To do:
The answer should hold nothing but the lines from the one with "We need ground-truth boxes for the class window" through the end of the listing below, each exactly as written.

[[ Exercise inputs open ]]

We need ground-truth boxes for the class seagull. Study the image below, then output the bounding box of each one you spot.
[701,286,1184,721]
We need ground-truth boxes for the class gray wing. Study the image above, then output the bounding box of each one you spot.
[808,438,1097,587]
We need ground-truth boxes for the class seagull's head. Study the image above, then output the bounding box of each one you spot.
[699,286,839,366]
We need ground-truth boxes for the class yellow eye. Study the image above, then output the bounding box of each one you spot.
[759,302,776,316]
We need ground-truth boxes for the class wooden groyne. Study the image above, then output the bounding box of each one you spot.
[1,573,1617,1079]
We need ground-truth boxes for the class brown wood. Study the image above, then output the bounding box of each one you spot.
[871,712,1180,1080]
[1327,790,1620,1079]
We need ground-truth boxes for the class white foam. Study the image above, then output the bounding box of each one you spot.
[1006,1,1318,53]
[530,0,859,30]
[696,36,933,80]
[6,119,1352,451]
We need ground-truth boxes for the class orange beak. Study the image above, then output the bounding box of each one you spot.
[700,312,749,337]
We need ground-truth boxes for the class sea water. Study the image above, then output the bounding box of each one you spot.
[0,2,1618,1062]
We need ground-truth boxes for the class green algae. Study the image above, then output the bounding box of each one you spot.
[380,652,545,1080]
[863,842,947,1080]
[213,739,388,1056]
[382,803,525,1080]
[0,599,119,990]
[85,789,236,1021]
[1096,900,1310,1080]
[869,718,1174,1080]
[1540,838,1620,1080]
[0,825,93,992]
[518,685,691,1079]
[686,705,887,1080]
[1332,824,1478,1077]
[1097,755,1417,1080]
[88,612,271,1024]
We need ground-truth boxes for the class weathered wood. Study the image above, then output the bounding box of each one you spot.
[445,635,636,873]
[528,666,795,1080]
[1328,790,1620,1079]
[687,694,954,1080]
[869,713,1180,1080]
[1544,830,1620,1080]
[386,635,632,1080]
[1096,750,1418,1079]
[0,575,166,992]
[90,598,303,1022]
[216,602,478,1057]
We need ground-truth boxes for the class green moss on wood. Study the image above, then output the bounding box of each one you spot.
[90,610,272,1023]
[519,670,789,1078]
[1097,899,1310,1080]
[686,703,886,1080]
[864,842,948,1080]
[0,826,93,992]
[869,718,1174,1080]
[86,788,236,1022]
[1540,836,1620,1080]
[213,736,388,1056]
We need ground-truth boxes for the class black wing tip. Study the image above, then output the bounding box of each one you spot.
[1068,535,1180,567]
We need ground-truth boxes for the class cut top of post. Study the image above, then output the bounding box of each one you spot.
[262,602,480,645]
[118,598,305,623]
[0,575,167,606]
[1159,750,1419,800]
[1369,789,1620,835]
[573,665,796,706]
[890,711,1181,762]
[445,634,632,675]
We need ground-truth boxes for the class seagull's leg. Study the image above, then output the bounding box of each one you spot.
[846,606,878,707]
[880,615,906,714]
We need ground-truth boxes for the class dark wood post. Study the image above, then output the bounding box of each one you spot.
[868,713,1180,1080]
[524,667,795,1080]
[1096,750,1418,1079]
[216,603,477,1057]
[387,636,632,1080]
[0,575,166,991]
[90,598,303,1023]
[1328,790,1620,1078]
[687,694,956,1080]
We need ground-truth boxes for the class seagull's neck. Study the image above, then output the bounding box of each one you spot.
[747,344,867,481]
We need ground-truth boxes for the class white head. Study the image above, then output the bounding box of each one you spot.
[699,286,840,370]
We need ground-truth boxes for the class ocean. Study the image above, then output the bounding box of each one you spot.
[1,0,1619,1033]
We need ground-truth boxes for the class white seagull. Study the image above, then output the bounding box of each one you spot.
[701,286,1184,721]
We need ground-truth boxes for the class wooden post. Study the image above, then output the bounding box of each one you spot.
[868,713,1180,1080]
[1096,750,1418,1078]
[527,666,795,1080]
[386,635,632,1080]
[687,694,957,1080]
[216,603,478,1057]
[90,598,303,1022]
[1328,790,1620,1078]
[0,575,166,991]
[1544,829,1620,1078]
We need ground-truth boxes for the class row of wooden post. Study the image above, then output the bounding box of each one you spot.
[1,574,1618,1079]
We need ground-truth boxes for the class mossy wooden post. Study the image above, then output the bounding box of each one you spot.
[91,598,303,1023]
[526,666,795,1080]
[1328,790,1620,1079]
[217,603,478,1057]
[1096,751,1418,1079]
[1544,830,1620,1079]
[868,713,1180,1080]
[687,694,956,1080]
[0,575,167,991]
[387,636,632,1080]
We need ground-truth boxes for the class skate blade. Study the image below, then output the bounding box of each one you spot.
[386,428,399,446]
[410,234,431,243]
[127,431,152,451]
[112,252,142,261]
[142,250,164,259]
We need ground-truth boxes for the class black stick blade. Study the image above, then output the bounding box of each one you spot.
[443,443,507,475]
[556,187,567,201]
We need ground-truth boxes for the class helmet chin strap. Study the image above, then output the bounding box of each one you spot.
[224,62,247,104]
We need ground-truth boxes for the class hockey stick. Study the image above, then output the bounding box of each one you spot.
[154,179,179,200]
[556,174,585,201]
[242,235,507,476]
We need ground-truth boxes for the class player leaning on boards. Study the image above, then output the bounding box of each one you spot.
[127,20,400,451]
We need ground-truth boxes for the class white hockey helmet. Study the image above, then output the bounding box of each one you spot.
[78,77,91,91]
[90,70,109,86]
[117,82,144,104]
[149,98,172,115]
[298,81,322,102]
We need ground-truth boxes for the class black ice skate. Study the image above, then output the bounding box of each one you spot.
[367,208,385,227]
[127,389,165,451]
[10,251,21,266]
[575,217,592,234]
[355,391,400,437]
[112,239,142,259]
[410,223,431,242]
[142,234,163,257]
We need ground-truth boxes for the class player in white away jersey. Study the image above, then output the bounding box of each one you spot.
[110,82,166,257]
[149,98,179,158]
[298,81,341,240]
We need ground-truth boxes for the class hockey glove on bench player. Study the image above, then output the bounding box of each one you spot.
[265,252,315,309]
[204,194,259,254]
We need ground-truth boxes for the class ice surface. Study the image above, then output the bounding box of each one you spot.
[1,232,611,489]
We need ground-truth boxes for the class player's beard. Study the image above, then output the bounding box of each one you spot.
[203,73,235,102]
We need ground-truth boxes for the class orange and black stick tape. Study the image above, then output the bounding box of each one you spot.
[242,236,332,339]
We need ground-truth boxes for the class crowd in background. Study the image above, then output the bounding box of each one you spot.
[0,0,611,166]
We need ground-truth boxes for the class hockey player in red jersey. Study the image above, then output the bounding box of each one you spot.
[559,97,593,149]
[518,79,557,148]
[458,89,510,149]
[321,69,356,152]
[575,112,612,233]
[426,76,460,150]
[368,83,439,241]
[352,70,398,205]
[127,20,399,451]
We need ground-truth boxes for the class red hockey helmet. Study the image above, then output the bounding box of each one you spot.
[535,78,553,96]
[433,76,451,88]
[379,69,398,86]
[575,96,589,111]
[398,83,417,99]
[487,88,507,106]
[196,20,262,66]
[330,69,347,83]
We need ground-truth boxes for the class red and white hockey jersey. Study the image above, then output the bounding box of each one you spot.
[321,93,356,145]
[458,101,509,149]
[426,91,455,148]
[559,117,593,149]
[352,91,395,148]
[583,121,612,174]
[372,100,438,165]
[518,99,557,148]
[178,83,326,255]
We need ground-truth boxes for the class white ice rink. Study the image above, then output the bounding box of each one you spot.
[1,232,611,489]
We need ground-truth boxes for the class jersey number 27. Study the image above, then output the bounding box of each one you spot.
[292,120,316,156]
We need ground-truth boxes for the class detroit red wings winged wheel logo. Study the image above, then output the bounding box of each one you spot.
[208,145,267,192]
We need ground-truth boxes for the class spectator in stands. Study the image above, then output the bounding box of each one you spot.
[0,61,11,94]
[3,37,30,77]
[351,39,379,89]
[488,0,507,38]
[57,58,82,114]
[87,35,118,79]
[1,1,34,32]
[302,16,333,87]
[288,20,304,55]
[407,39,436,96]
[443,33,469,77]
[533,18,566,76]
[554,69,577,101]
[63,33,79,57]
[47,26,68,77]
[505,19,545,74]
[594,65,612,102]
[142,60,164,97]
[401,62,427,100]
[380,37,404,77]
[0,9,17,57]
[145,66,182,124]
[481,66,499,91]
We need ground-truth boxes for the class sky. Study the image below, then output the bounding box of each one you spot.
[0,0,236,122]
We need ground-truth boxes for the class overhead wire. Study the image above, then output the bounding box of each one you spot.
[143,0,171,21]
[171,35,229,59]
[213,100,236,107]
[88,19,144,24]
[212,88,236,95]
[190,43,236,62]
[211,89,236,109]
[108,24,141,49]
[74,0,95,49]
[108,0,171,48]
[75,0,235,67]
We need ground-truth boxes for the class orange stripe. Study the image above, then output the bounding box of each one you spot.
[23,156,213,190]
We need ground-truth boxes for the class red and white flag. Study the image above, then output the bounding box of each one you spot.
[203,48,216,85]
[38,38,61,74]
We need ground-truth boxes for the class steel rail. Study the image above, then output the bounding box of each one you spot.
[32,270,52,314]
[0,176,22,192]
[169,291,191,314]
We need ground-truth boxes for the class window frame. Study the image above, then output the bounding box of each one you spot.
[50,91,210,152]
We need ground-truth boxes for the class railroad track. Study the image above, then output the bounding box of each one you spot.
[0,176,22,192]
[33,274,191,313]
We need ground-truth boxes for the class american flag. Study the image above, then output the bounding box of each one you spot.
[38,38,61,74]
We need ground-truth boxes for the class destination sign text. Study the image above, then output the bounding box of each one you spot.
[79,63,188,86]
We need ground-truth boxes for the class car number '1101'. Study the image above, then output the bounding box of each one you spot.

[[ Exercise inputs closed ]]

Reply to the exercise:
We need ground-truth boxes for the class window frame. Study the image above, then output the bounding box of each one you spot.
[50,91,210,152]
We need ground-truth boxes for the class railroad track. Study the image above, then output the bounding box of each one you spot.
[0,176,22,192]
[33,274,191,313]
We need ground-truth boxes for the class american flag. Study the image above, then output the bounding box of each one you spot.
[38,38,61,74]
We need ground-truth boxes for the class destination sign text. Study the image above, then output the bounding box of each one you spot.
[79,63,188,86]
We need ground-truth boxes for the class car number '1101'. Study the image above, then output the bounding box of each one you spot.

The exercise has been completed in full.